**** SUPPLIED TEXT

Up until now, trying to find solid evidence to support the argument that Fox leans conservative has been like trying to tack mashed potatoes to the wall, but this survey seems to nail it fairly well.
 
Maybe someday, some study will show, specifically and conclusively, how Fox, through its coverage and reporting, accomplishes this feat of disseminating ignorance. Or maybe it will show that they don't; maybe its just that the kind of viewers who watch Fox come with preconceived (or should I say "prepercieved") notions of what's happening out there, and Fox simply does nothing to upgrade their mindsets.
But there was another bit of evidence of Fox's bias I saw over this last weekend.  In his article, "Notion Building." in The New York Times Magazine, writer Matt Bai shows John Podesta trying to get his new "Center for American Progress" off the ground, arguing that, while Republicans "have a dozen think tanks," this actually may be the only one for Democrats.
 
While researching the article, Bai attended a meeting of the conservative "Free Congress Foundation," founded by Paul Weyrich (who also founded the Heritage Foundation) and was treated to this pep-talk by Weyrich to his troops:

"'There are 1,500 conservative radio talk show hosts,' Weyrich boasted. "You have Fox News. You have the Internet, where all the successful sites are conservative. The ability to reach people with our point of view is like nothing we have ever seen before!'"

Remember to cite this reference the next time you hear Roger Ailes or any of his minions try to pass Fox off as centrist in nature. Tell them if that were true, the founder of the Heritage Foundation would not be claiming Fox as one of their own.
Indeed.  I did tell Rick that if you plug "Program on International Policy Attitudes" into the GOOGLE news search engine and youll see the last seventy or so articles on the topic.  Myerson was late, but not alone.
 
The study in question was published October 2nd and the full results are here - http://www.pipa.org/ - "Misperceptions, The Media and The Iraq War - A PIPA/Knowledge Networks Study."  TruthOut.com here - http://www.truthout.org/docs_03/100403F.shtml - has a useful table of the results.  Most of the opinion sites, left and right, do not have internal search engines so it's a little hard to reference all the rants.  Not that they matter.
 
As for the evidence Rick seeks about Fox News, it's not that folks aren't trying to nail those particular mashed potatoes to the wall.

********
**** ENTRIES

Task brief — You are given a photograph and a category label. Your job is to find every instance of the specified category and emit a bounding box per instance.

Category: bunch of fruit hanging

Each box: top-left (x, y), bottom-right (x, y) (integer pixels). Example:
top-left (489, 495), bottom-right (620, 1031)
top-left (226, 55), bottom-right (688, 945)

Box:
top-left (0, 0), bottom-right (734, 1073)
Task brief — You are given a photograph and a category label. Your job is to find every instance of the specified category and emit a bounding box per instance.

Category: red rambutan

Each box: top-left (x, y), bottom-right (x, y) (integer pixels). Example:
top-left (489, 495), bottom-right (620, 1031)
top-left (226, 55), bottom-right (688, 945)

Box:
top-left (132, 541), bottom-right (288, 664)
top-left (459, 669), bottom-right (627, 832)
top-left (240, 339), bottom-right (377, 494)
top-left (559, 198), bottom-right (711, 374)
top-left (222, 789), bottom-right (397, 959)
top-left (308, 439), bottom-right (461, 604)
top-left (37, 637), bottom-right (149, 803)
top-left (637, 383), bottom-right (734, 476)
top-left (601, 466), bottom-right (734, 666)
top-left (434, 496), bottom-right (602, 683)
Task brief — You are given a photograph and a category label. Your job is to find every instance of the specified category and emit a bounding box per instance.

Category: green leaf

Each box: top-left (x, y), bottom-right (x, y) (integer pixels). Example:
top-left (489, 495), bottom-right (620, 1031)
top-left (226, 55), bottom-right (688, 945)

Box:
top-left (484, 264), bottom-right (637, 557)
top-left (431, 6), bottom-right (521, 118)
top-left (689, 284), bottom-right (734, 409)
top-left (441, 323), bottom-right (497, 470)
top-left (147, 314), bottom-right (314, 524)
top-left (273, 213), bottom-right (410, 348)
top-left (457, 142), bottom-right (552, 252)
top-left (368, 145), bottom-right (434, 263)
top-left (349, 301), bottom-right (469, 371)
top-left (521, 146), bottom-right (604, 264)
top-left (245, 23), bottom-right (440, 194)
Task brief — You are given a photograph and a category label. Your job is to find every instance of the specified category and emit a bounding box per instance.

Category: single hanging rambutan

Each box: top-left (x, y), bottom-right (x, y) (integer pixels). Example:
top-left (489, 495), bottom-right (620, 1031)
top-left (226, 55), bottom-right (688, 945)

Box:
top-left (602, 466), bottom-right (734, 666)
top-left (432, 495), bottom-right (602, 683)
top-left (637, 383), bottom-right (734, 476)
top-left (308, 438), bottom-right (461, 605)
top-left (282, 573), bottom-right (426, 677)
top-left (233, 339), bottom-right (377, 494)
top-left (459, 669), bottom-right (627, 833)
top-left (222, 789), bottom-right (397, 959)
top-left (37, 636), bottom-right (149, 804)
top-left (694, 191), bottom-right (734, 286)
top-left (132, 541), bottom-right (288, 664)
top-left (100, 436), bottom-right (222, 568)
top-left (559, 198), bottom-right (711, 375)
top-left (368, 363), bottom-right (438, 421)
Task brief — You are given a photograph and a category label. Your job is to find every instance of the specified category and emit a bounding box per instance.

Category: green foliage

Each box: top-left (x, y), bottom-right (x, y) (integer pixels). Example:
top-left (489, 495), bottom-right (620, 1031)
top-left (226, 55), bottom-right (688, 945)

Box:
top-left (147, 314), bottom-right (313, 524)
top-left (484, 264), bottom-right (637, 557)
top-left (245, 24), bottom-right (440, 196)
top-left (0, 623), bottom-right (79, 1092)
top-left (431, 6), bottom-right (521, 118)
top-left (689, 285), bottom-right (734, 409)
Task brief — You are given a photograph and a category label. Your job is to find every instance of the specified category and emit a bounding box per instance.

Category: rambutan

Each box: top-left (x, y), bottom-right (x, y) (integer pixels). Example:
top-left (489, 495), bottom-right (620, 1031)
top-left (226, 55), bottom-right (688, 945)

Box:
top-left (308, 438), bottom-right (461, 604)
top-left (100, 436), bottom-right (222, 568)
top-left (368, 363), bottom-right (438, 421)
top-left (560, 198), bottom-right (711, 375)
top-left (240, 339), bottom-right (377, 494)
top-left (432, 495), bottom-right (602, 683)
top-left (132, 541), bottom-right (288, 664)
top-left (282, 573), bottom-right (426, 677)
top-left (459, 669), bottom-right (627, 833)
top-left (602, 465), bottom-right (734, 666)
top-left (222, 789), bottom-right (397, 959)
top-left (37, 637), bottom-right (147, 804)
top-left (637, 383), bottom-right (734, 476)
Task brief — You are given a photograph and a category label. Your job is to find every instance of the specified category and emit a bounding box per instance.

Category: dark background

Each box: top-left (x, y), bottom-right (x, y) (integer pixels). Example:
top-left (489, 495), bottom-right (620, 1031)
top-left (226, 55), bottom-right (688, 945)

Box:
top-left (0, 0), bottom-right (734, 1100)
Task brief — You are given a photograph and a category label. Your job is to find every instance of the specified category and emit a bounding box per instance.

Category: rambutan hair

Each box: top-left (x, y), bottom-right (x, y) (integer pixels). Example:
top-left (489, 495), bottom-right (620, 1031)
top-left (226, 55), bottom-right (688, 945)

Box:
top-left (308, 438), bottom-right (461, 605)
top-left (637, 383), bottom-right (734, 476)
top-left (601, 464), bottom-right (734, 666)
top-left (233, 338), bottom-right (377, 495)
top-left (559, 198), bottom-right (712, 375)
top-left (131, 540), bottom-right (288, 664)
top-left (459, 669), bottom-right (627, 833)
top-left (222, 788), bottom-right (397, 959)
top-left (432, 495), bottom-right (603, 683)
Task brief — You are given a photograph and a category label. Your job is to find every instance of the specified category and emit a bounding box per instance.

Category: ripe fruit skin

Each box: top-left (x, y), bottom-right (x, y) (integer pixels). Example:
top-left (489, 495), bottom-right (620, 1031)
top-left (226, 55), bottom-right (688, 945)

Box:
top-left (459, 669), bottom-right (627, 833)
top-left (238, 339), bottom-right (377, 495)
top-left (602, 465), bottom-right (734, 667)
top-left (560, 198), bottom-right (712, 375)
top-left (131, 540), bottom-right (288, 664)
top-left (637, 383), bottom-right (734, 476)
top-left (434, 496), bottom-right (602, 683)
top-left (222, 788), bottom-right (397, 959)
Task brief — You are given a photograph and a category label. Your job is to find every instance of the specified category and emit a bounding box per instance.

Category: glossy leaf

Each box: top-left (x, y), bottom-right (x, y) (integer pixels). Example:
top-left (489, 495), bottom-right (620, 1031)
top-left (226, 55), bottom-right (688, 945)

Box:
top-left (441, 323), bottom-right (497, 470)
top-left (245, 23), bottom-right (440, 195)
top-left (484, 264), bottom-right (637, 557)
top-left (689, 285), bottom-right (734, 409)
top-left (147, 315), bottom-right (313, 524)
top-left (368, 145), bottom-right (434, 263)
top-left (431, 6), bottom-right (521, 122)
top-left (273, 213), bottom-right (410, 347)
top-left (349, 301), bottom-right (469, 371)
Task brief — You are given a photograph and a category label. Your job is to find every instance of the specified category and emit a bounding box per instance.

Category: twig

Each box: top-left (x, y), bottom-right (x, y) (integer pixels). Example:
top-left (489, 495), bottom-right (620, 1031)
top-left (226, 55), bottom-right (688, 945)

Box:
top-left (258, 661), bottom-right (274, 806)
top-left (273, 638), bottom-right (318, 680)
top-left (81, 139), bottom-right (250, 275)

********

PARTS OF THE EXERCISE:
1. Condense the paragraph of the Fox News commentary that begins "The study in question was published" into a shorter version that keeps its main facts.
2. Update the Fox News commentary from "Indeed.  I did" up to and including "that they matter.", putting "sixty" in place of "seventy".

WRITTEN ANSWERS:
1. The study, "Misperceptions, The Media and The Iraq War - A PIPA/Knowledge Networks Study," came out October 2nd, and its full results are at http://www.pipa.org/. TruthOut.com has a useful table of the results at http://www.truthout.org/docs_03/100403F.shtml. Most opinion sites, left and right, lack internal search engines, so the rants are hard to reference, though they don't matter.

2.
Indeed.  I did tell Rick that if you plug "Program on International Policy Attitudes" into the GOOGLE news search engine and youll see the last sixty or so articles on the topic.  Myerson was late, but not alone.
 
The study in question was published October 2nd and the full results are here - http://www.pipa.org/ - "Misperceptions, The Media and The Iraq War - A PIPA/Knowledge Networks Study."  TruthOut.com here - http://www.truthout.org/docs_03/100403F.shtml - has a useful table of the results.  Most of the opinion sites, left and right, do not have internal search engines so it's a little hard to reference all the rants.  Not that they matter.